(Extracted records)
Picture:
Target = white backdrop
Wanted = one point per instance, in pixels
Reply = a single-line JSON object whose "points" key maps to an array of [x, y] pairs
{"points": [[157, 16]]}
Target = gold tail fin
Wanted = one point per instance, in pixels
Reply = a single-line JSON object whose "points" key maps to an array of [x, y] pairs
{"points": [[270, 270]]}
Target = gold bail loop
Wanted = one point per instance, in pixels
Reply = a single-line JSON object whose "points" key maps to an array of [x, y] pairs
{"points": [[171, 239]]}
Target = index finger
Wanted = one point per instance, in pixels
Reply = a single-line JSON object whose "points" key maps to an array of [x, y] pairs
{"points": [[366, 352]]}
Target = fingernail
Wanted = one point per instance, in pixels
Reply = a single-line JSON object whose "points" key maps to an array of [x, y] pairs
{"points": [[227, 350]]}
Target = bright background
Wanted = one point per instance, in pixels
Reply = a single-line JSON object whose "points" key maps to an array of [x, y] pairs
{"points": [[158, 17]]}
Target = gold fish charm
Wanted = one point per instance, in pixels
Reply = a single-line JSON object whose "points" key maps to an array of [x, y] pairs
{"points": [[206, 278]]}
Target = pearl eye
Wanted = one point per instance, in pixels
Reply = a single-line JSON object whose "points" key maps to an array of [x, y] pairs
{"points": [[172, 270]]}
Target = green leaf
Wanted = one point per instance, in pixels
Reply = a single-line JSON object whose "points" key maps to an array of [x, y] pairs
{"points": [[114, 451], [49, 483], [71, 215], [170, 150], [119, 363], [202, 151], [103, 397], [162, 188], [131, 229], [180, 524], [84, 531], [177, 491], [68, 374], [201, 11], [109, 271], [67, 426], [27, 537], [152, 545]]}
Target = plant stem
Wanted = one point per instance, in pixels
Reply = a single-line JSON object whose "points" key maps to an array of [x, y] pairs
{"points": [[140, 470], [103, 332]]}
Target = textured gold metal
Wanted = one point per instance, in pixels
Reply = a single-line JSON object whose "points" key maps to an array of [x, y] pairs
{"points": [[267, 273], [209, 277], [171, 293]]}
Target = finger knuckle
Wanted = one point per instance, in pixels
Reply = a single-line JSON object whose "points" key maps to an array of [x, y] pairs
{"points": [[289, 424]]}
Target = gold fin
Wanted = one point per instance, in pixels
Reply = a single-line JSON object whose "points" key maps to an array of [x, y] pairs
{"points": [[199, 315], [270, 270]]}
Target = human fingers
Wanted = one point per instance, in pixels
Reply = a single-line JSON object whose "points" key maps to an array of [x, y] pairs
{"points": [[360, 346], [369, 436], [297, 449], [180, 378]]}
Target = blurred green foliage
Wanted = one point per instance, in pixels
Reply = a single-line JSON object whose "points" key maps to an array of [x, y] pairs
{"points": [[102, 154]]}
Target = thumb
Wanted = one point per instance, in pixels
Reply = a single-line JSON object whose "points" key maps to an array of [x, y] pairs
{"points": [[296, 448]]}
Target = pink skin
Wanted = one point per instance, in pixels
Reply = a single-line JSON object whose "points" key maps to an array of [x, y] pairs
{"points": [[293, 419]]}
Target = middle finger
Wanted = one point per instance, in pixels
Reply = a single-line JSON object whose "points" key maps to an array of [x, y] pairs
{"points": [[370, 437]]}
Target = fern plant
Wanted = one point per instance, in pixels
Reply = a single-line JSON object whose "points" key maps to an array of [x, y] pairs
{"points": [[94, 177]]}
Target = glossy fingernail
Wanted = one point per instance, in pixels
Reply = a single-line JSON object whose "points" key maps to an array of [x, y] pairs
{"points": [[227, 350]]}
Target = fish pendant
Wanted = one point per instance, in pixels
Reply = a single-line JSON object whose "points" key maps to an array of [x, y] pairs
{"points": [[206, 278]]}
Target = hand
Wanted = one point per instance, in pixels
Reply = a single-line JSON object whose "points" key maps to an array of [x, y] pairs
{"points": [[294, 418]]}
---
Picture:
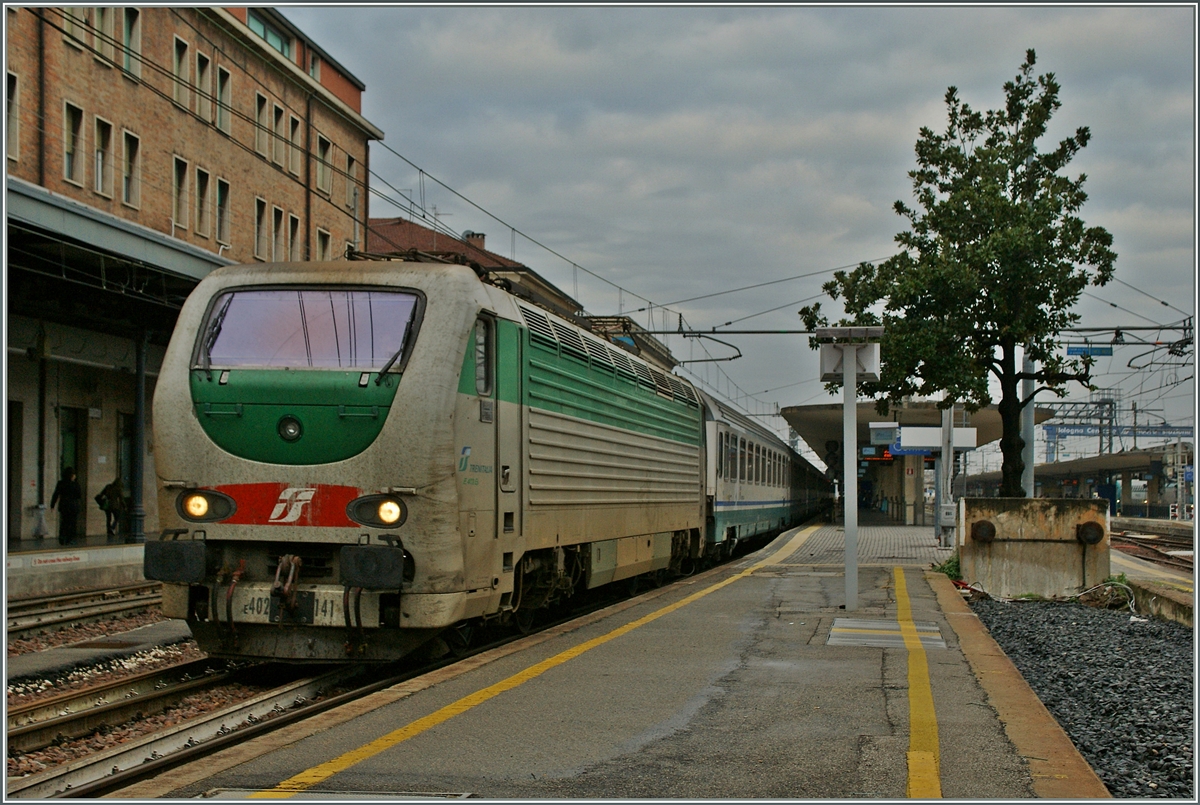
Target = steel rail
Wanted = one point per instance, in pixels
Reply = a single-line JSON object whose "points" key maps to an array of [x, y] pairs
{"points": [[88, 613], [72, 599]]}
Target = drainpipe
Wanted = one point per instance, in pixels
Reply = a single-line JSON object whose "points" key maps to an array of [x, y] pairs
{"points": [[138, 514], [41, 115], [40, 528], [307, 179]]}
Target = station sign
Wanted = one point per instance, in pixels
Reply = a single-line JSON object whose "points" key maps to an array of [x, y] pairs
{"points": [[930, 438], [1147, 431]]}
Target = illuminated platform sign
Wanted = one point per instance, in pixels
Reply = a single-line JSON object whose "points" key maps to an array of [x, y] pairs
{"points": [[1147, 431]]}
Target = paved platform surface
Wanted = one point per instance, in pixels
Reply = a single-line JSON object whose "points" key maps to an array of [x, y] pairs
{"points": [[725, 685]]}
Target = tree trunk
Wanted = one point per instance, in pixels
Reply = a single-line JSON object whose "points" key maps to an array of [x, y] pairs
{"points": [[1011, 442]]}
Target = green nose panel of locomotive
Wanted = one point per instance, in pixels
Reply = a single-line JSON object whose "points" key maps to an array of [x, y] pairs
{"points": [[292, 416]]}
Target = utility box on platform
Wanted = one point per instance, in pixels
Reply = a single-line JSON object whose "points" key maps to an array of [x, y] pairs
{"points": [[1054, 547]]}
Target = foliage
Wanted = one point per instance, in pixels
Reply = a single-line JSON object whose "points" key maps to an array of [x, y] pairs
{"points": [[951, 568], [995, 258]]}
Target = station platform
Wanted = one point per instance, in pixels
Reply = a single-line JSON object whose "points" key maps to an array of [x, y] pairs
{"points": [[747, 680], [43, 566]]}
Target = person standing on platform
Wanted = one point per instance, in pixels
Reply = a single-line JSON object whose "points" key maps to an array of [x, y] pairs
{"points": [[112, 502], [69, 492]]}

PROBLEM TO WORK ON
Gather each line of the data above that contains the string "fish". Case matters.

RESULT OF THIS EXERCISE
Target = gold fish charm
Target = fish pendant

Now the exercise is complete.